● **Job**
Pick out every line in the records below that contains the word "brown" and copy each one.

>> Start Recorded information

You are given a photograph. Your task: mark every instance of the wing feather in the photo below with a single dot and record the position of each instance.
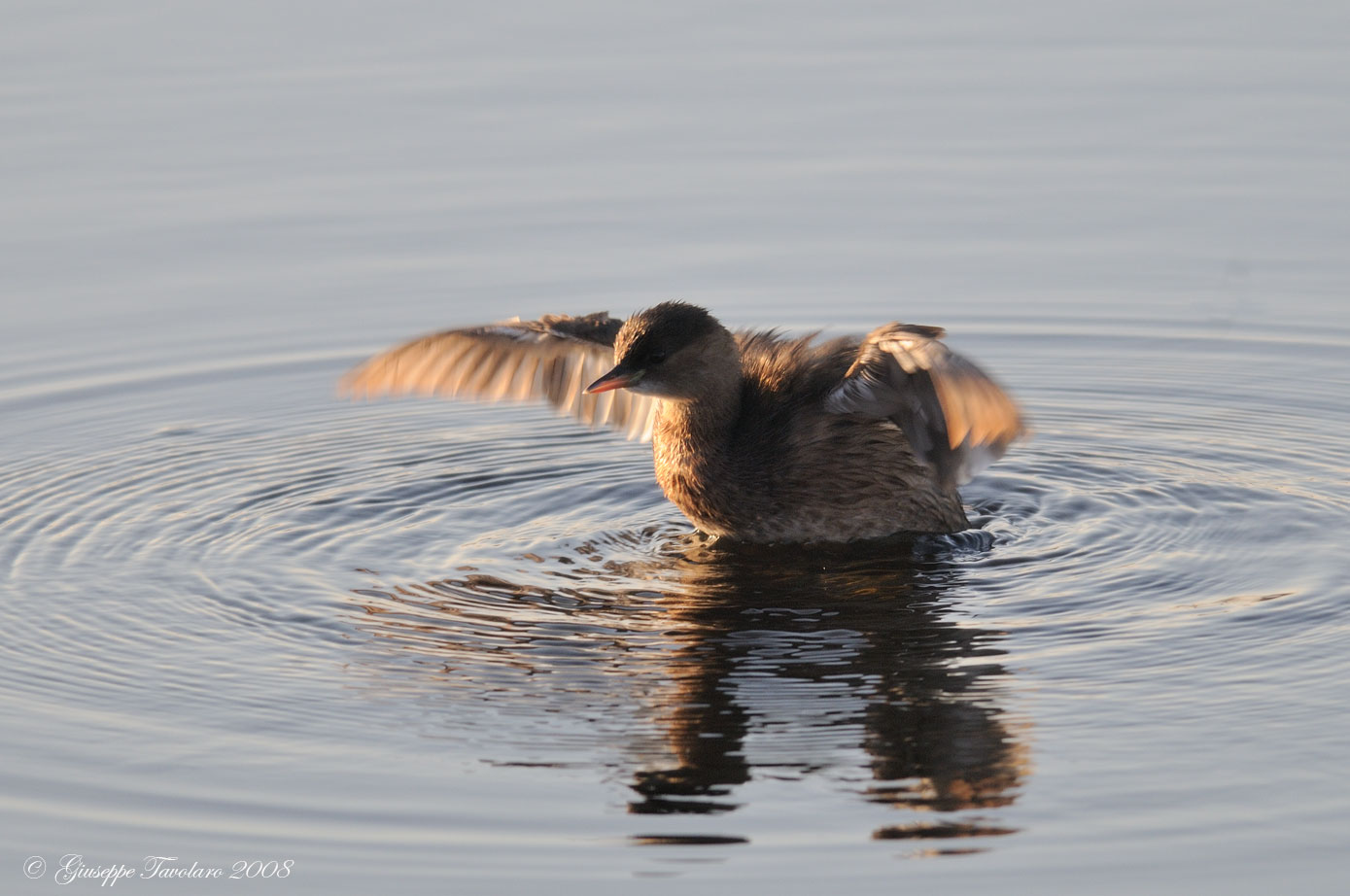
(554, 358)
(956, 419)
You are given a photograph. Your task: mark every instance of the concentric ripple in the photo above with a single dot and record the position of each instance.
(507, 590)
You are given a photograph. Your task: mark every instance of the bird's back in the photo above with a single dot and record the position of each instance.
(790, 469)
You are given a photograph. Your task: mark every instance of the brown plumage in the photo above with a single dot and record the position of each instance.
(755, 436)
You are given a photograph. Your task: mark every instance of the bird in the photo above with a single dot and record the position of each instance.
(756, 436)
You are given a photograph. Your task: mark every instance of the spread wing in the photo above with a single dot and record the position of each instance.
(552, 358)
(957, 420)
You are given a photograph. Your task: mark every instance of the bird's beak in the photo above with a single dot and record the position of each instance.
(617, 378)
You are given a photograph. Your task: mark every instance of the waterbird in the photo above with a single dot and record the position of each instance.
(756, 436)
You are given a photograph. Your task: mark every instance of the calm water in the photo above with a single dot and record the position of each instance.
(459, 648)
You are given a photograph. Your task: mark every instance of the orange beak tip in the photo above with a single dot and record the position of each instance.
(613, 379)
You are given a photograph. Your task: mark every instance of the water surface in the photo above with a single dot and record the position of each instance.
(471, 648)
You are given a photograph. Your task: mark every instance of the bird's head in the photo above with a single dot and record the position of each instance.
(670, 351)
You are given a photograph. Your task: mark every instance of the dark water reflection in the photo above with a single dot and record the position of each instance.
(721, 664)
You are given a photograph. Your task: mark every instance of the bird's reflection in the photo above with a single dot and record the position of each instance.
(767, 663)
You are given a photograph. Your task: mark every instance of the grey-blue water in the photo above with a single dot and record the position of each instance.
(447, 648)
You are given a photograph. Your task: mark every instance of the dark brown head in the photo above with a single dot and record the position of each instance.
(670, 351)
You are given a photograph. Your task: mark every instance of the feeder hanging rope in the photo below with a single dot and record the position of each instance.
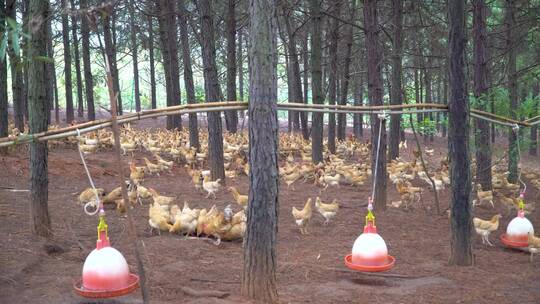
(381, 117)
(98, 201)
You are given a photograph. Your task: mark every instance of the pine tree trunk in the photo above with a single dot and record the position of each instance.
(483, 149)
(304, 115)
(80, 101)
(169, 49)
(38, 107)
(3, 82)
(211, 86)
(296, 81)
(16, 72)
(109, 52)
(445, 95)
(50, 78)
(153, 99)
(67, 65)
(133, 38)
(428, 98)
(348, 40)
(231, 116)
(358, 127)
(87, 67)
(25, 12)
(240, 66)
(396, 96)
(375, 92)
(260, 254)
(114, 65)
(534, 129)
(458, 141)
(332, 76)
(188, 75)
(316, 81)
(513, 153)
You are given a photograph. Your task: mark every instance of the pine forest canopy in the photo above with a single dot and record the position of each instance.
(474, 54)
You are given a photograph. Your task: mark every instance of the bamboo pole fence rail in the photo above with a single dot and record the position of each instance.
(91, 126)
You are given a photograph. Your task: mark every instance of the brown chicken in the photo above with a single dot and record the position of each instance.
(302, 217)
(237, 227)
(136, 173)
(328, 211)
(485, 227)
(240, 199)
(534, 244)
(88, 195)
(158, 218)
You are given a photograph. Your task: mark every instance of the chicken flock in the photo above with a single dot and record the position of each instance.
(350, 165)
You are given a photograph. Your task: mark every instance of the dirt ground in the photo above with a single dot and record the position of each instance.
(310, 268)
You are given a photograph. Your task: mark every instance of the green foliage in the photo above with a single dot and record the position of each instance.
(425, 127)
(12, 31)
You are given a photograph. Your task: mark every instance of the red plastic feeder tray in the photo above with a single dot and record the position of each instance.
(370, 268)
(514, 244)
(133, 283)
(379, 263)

>> End Recorded information
>> Start Recorded information

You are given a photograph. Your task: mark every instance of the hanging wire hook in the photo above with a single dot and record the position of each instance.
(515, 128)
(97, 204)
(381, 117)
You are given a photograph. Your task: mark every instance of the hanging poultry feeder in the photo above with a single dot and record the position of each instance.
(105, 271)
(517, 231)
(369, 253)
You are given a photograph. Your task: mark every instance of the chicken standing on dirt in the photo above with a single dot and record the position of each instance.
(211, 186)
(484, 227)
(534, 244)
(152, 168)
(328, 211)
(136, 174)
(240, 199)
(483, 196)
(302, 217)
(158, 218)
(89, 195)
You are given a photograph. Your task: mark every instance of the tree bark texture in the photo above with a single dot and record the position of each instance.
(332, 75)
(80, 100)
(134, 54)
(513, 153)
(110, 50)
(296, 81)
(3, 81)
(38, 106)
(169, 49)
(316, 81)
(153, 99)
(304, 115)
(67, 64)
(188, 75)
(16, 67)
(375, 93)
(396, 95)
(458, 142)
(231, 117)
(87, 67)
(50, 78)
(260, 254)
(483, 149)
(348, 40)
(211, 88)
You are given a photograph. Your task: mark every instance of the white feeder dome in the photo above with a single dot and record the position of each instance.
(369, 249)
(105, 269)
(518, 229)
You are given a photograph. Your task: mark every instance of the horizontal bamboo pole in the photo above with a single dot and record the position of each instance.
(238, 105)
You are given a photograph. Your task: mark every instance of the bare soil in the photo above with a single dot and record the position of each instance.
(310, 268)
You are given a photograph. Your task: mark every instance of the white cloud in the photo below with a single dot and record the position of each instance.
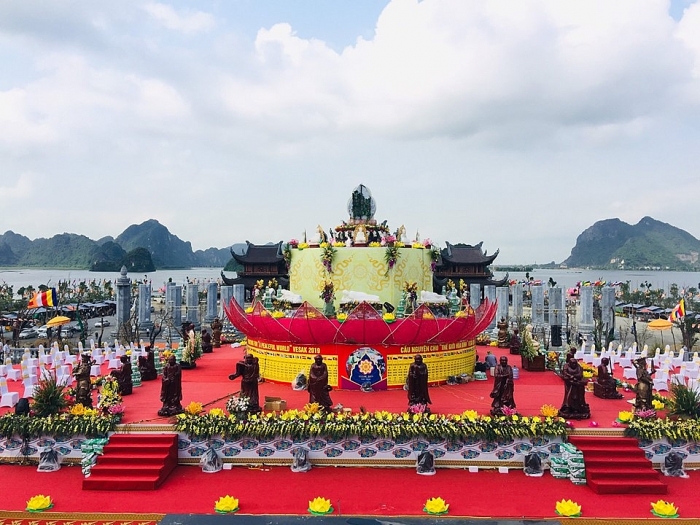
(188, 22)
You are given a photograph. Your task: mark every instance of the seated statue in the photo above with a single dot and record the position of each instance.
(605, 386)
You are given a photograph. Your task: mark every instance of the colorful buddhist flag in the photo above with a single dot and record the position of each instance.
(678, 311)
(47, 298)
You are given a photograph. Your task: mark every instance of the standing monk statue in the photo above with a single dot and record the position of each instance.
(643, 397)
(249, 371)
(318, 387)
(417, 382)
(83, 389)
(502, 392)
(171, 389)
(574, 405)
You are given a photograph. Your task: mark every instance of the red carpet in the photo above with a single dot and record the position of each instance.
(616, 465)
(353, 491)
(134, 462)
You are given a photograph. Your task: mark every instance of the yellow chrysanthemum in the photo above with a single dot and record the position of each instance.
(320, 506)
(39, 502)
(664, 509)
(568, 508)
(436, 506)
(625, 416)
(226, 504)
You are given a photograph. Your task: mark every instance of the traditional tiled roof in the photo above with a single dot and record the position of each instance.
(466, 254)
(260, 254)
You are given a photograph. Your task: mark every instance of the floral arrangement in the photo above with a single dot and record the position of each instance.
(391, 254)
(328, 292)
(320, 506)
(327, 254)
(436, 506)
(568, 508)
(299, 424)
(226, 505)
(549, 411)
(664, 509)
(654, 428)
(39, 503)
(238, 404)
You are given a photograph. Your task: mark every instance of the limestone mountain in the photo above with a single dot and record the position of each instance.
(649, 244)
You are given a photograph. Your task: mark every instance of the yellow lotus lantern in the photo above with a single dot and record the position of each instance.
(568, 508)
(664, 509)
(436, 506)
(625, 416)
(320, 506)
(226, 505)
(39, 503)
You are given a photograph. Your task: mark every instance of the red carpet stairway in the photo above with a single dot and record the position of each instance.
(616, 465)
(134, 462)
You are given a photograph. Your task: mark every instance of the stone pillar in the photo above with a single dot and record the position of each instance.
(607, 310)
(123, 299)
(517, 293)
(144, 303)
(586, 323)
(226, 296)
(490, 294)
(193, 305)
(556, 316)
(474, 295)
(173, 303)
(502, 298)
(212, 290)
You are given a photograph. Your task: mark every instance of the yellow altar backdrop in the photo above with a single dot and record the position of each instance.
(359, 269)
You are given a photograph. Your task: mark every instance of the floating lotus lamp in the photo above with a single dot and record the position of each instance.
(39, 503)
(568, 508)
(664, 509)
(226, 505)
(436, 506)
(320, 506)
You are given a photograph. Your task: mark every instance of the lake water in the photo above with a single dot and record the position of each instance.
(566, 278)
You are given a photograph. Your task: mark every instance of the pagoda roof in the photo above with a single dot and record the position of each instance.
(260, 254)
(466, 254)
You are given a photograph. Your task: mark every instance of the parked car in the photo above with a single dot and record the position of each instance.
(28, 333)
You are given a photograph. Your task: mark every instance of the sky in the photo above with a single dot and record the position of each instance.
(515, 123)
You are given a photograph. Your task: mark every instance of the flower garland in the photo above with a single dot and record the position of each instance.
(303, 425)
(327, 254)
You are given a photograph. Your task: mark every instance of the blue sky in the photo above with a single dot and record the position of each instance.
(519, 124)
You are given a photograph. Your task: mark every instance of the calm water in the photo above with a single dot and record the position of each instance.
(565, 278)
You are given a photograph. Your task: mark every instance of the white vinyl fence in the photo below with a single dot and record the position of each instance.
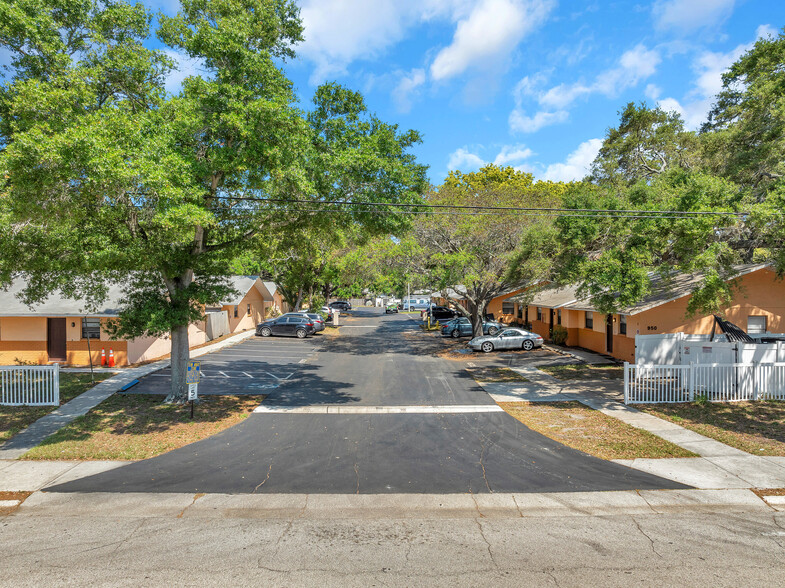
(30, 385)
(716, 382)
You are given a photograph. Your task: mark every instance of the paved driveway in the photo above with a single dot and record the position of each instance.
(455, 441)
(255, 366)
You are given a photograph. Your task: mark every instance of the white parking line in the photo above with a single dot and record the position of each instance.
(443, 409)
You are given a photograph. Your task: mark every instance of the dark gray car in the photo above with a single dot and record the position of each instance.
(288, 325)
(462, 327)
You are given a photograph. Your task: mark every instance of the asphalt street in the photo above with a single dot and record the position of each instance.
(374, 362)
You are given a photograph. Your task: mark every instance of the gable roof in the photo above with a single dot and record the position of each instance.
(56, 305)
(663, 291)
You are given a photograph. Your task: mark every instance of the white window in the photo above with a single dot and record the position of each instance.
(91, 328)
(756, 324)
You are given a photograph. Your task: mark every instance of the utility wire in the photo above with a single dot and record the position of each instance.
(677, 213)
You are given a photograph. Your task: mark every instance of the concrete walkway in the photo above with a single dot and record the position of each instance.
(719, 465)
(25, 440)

>> End Recorded information

● **Task answer**
You are given a photograph. Your task: mark every instance of the brown plumage in the photo above with a single dot and record the position of each instance.
You are given a photograph. Your task: mark every instance of the dark brown head in the photo above with a single dot and record the position of each instance.
You are given a photograph. Your task: mark every instance of the brown chicken in the photo above with a single dot and record the position of each instance.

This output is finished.